Document section:
=====
Deaths in quiet desperation

Suzette Jordan, also known as the Park Street rape survivor, died today. Medically it is a form of encephalitis that killed her. But people who have known her for some time now, talk of the toll the incident had taken on her. Publicly Jordan was a picture of a fighter, choosing to disclose her name, her face, in a country where the raped are shamed more than the rapist. Hopefully that is changing somewhat now, though it hadnt changed enough for Jordan. Her friend Harish Iyer wrote in The Newsminute about how the fatal disease was because her immunity was compromised by the depression the incident and its aftermath had caused.
=====
Information provided:

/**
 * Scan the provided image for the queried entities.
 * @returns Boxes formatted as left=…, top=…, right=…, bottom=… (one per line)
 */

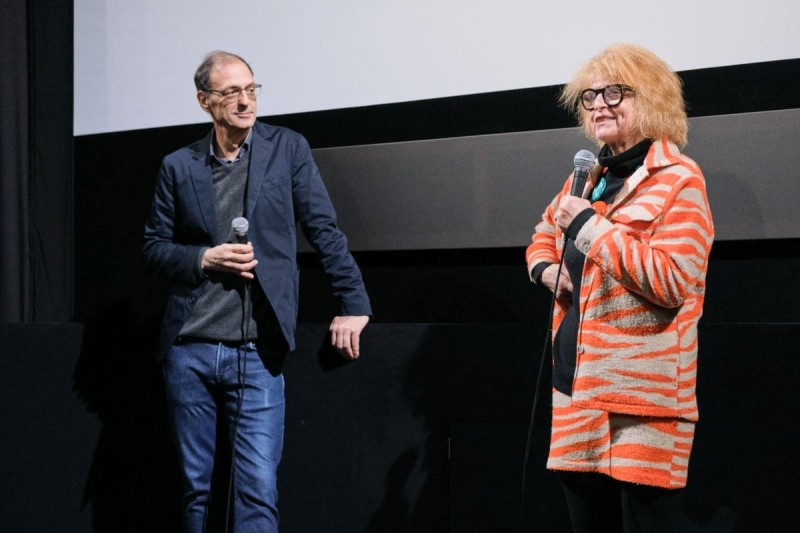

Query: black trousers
=====
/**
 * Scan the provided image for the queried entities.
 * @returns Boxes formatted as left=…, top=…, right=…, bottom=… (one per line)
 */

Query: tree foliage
=====
Activity 1: In the text about Suzette Jordan, what medically caused her death?
Activity 2: Retype the passage of the text about Suzette Jordan, starting with "Suzette Jordan, also" and going on through "aftermath had caused.".

Final answer 1: A form of encephalitis killed her.

Final answer 2:
Suzette Jordan, also known as the Park Street rape survivor, died today. Medically it is a form of encephalitis that killed her. But people who have known her for some time now, talk of the toll the incident had taken on her. Publicly Jordan was a picture of a fighter, choosing to disclose her name, her face, in a country where the raped are shamed more than the rapist. Hopefully that is changing somewhat now, though it hadnt changed enough for Jordan. Her friend Harish Iyer wrote in The Newsminute about how the fatal disease was because her immunity was compromised by the depression the incident and its aftermath had caused.